In your copy, leave out the pictures; write out all the data exactly.

-- start --

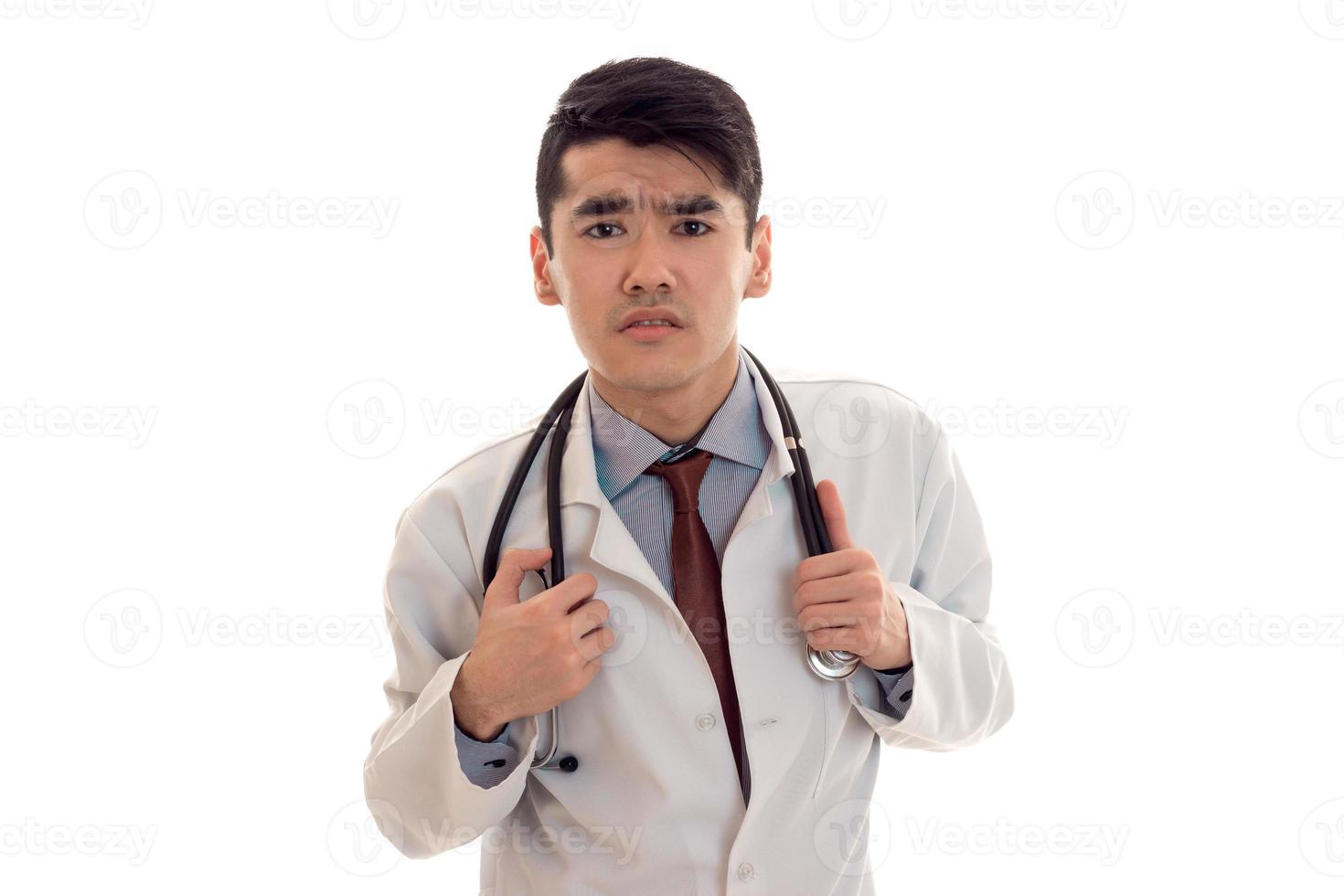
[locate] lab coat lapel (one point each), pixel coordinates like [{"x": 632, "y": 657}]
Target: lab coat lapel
[
  {"x": 611, "y": 544},
  {"x": 589, "y": 515}
]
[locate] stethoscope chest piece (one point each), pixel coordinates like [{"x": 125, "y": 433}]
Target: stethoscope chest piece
[{"x": 835, "y": 666}]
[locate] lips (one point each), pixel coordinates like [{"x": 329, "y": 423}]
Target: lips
[{"x": 651, "y": 315}]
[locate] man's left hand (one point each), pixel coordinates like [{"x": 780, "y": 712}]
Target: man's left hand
[{"x": 843, "y": 600}]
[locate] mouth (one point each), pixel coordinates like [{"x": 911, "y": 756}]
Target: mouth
[{"x": 646, "y": 332}]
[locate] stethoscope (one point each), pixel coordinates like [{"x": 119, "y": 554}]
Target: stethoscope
[{"x": 832, "y": 666}]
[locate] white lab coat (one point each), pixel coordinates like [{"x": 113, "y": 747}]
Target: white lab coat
[{"x": 655, "y": 805}]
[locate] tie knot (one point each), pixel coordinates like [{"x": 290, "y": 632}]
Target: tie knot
[{"x": 684, "y": 477}]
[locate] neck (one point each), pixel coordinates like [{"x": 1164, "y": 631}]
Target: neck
[{"x": 677, "y": 414}]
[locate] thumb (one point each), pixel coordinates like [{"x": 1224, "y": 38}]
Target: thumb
[
  {"x": 514, "y": 567},
  {"x": 832, "y": 512}
]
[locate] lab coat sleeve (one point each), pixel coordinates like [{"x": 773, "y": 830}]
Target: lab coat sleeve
[
  {"x": 414, "y": 784},
  {"x": 965, "y": 690}
]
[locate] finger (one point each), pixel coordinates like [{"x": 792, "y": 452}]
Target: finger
[
  {"x": 597, "y": 643},
  {"x": 571, "y": 594},
  {"x": 514, "y": 567},
  {"x": 828, "y": 495},
  {"x": 826, "y": 566}
]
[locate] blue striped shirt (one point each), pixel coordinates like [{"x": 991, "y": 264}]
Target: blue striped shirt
[{"x": 623, "y": 450}]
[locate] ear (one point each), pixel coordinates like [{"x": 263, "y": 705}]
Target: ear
[
  {"x": 760, "y": 281},
  {"x": 542, "y": 269}
]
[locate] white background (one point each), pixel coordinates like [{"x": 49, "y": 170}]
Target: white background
[{"x": 958, "y": 246}]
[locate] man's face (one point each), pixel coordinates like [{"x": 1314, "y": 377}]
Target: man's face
[{"x": 643, "y": 229}]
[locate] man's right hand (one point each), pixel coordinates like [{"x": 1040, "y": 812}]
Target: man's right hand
[{"x": 529, "y": 656}]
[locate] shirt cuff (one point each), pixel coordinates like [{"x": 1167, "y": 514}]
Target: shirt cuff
[{"x": 485, "y": 762}]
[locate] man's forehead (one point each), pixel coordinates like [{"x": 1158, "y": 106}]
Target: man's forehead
[{"x": 652, "y": 174}]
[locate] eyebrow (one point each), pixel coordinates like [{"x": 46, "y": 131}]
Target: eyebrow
[{"x": 615, "y": 203}]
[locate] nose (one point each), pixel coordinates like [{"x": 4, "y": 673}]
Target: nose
[{"x": 649, "y": 271}]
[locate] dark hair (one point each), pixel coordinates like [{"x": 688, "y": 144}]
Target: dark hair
[{"x": 652, "y": 100}]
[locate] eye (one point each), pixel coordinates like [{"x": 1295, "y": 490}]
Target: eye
[
  {"x": 703, "y": 226},
  {"x": 601, "y": 223}
]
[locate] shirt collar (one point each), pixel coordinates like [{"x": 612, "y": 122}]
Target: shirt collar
[{"x": 624, "y": 449}]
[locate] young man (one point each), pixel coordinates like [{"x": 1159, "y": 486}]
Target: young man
[{"x": 711, "y": 758}]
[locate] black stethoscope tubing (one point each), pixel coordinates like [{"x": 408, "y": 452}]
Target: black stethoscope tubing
[{"x": 827, "y": 664}]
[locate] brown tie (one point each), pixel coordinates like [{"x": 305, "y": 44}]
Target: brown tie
[{"x": 699, "y": 587}]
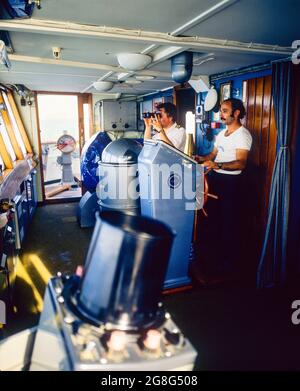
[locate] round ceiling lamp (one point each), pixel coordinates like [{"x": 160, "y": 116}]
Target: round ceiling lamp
[
  {"x": 133, "y": 81},
  {"x": 144, "y": 77},
  {"x": 103, "y": 86},
  {"x": 133, "y": 61}
]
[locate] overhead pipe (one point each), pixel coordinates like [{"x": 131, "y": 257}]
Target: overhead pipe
[{"x": 190, "y": 42}]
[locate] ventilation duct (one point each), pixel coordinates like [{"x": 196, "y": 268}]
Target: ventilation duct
[{"x": 182, "y": 67}]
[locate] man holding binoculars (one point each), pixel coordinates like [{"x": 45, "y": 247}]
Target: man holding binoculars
[{"x": 165, "y": 126}]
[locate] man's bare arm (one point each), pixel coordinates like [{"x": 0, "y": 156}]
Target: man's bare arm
[
  {"x": 211, "y": 156},
  {"x": 238, "y": 164}
]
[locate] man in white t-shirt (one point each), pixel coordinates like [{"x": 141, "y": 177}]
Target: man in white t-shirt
[
  {"x": 226, "y": 162},
  {"x": 165, "y": 127}
]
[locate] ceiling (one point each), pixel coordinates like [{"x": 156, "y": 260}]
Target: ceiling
[{"x": 87, "y": 57}]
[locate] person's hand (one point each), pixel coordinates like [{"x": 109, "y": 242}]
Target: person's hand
[
  {"x": 148, "y": 122},
  {"x": 156, "y": 123},
  {"x": 209, "y": 165}
]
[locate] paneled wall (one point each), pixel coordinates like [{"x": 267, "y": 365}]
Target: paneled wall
[{"x": 261, "y": 123}]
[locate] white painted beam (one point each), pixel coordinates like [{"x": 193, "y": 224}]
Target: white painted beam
[{"x": 104, "y": 32}]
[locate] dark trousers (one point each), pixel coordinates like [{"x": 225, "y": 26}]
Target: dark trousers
[{"x": 223, "y": 228}]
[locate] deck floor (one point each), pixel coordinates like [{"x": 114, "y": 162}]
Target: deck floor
[{"x": 232, "y": 327}]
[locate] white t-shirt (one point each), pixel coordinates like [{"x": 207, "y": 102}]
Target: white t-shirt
[
  {"x": 227, "y": 146},
  {"x": 176, "y": 135}
]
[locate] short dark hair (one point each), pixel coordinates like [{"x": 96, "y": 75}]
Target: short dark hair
[
  {"x": 170, "y": 109},
  {"x": 236, "y": 104}
]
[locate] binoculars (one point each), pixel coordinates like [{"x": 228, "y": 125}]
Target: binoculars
[{"x": 151, "y": 115}]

-- end --

Correct response:
[locate] lab coat lapel (one point each), pixel coordinates like [{"x": 632, "y": 657}]
Target: lab coat lapel
[
  {"x": 611, "y": 544},
  {"x": 589, "y": 515}
]
[locate] stethoscope chest piece (one point each), pixel coordinates like [{"x": 125, "y": 433}]
Target: stethoscope chest piece
[{"x": 835, "y": 666}]
[locate] lips (one point each), pixel coordinates like [{"x": 329, "y": 423}]
Target: lips
[{"x": 651, "y": 315}]
[locate] man's left hand (one point each), pixel coordinates like [{"x": 780, "y": 712}]
Target: man's left hand
[{"x": 843, "y": 600}]
[locate] mouth (one point each), pixel coordinates like [{"x": 911, "y": 756}]
Target: mouth
[{"x": 646, "y": 332}]
[locate] stethoscope (one point each), pixel coordinates like [{"x": 119, "y": 554}]
Target: stethoscope
[{"x": 832, "y": 666}]
[locate] white lab coat (one point each), pixel coordinates like [{"x": 113, "y": 747}]
Target: white lab coat
[{"x": 655, "y": 805}]
[locate] tie knot (one point each), pixel coordinates like [{"x": 290, "y": 632}]
Target: tie knot
[{"x": 684, "y": 477}]
[locate] neck (one point each), pixel coordinates like [{"x": 1164, "y": 631}]
Target: neck
[{"x": 677, "y": 414}]
[locate] thumb (one point each), pixel coordinates like [{"x": 1224, "y": 38}]
Target: thumb
[
  {"x": 514, "y": 567},
  {"x": 832, "y": 512}
]
[locate] lab coat sleeve (one point each), pixel coordinates like [{"x": 773, "y": 830}]
Target: lab coat sleeve
[
  {"x": 414, "y": 784},
  {"x": 965, "y": 690}
]
[locate] finger (one point each), pixel coordinates like [{"x": 792, "y": 452}]
Target: finger
[
  {"x": 597, "y": 643},
  {"x": 571, "y": 594},
  {"x": 514, "y": 567},
  {"x": 828, "y": 495},
  {"x": 826, "y": 566}
]
[locate] blue striped shirt (one point each), pixel coordinates like [{"x": 991, "y": 264}]
Target: blue striped shirt
[{"x": 623, "y": 450}]
[locate] ear (one point each), pixel coordinates like [{"x": 263, "y": 705}]
Target: ear
[
  {"x": 760, "y": 281},
  {"x": 542, "y": 269}
]
[locate] white background (one point each), pixel coordinates like [{"x": 49, "y": 170}]
Target: white background
[{"x": 958, "y": 246}]
[locate] man's face (one point each), pixel coordinates like [{"x": 1314, "y": 377}]
Target: man's face
[{"x": 643, "y": 229}]
[locate] man's right hand (one point each), pixel coordinates like [{"x": 1040, "y": 812}]
Target: man's right hand
[{"x": 529, "y": 656}]
[locate] shirt cuff (one point each), pixel coordinates like [{"x": 1167, "y": 514}]
Target: shirt cuff
[{"x": 485, "y": 762}]
[locate] man's forehead (one point each), pixel coordinates like [{"x": 1158, "y": 106}]
Target: man's forehead
[{"x": 652, "y": 174}]
[locate] eyebrow (one point each), pixel coordinates like [{"x": 46, "y": 131}]
Target: eyebrow
[{"x": 615, "y": 203}]
[locate] nose (one point each), pixel coordinates like [{"x": 4, "y": 673}]
Target: nose
[{"x": 649, "y": 271}]
[locate] dark hair (one point each), pixel coordinates like [{"x": 688, "y": 144}]
Target: dark hair
[{"x": 652, "y": 100}]
[locate] eye (one point each), pixel coordinates like [{"x": 1295, "y": 490}]
Target: eye
[
  {"x": 703, "y": 226},
  {"x": 601, "y": 223}
]
[locate] shirt collar (one point each), pixel coordinates like [{"x": 612, "y": 122}]
Target: shirt collar
[{"x": 624, "y": 449}]
[locate] young man (one point each), pixel coordinates like [{"x": 1159, "y": 486}]
Target: young man
[{"x": 711, "y": 758}]
[locate] black stethoscope tubing (one point each), pixel coordinates like [{"x": 408, "y": 452}]
Target: black stethoscope tubing
[{"x": 827, "y": 664}]
[locate] brown tie (one point each), pixel coordinates like [{"x": 305, "y": 44}]
Target: brown tie
[{"x": 699, "y": 587}]
[locate] round ceiling lamp (one point each), pixel coordinates like [{"x": 160, "y": 116}]
Target: round ceiling lamp
[
  {"x": 133, "y": 81},
  {"x": 144, "y": 77},
  {"x": 103, "y": 86},
  {"x": 133, "y": 61}
]
[locate] overhead pipe (one point each), pixel coordinates like [{"x": 131, "y": 257}]
Target: overhead pipe
[{"x": 190, "y": 42}]
[locate] ventilation duct (one point each), pixel coordinates like [{"x": 196, "y": 268}]
Target: ventilation duct
[{"x": 182, "y": 67}]
[locate] man holding binoculars (one point each), pixel coordinates like [{"x": 45, "y": 247}]
Target: man holding binoculars
[{"x": 165, "y": 126}]
[locate] man's bare arm (one point each), pixel coordinates like [{"x": 0, "y": 156}]
Target: man's bare arm
[
  {"x": 211, "y": 156},
  {"x": 238, "y": 164}
]
[locate] man in white t-shirt (one point each), pixel coordinates like [{"x": 141, "y": 177}]
Target: man in white t-shirt
[
  {"x": 226, "y": 162},
  {"x": 165, "y": 127}
]
[locate] ceiling (one point each), pixel coordinates like [{"x": 156, "y": 260}]
Target: ceiling
[{"x": 87, "y": 57}]
[locate] person's hand (one point each), pixel coordinates like [{"x": 109, "y": 242}]
Target: person's hand
[
  {"x": 148, "y": 122},
  {"x": 156, "y": 123},
  {"x": 209, "y": 165}
]
[locate] paneled wall (one point each), pixel coordinates like [{"x": 267, "y": 365}]
Target: paneled wall
[{"x": 261, "y": 123}]
[locate] white painted beam (one point each), pixel coordinates like [{"x": 193, "y": 224}]
Target: white painted beam
[{"x": 104, "y": 32}]
[locate] dark trousers (one point each), pixel coordinates like [{"x": 225, "y": 26}]
Target: dark trousers
[{"x": 223, "y": 228}]
[locate] deck floor (one point each), pixel coordinates like [{"x": 114, "y": 162}]
Target: deck floor
[{"x": 232, "y": 327}]
[locate] white t-shirt (one point each), pixel coordinates like [{"x": 207, "y": 102}]
Target: white t-shirt
[
  {"x": 227, "y": 146},
  {"x": 176, "y": 135}
]
[locate] short dark hair (one point each), pixel coordinates like [{"x": 96, "y": 75}]
Target: short dark hair
[
  {"x": 170, "y": 109},
  {"x": 236, "y": 104}
]
[locate] binoculars (one point each), pixel coordinates like [{"x": 228, "y": 125}]
Target: binoculars
[{"x": 151, "y": 115}]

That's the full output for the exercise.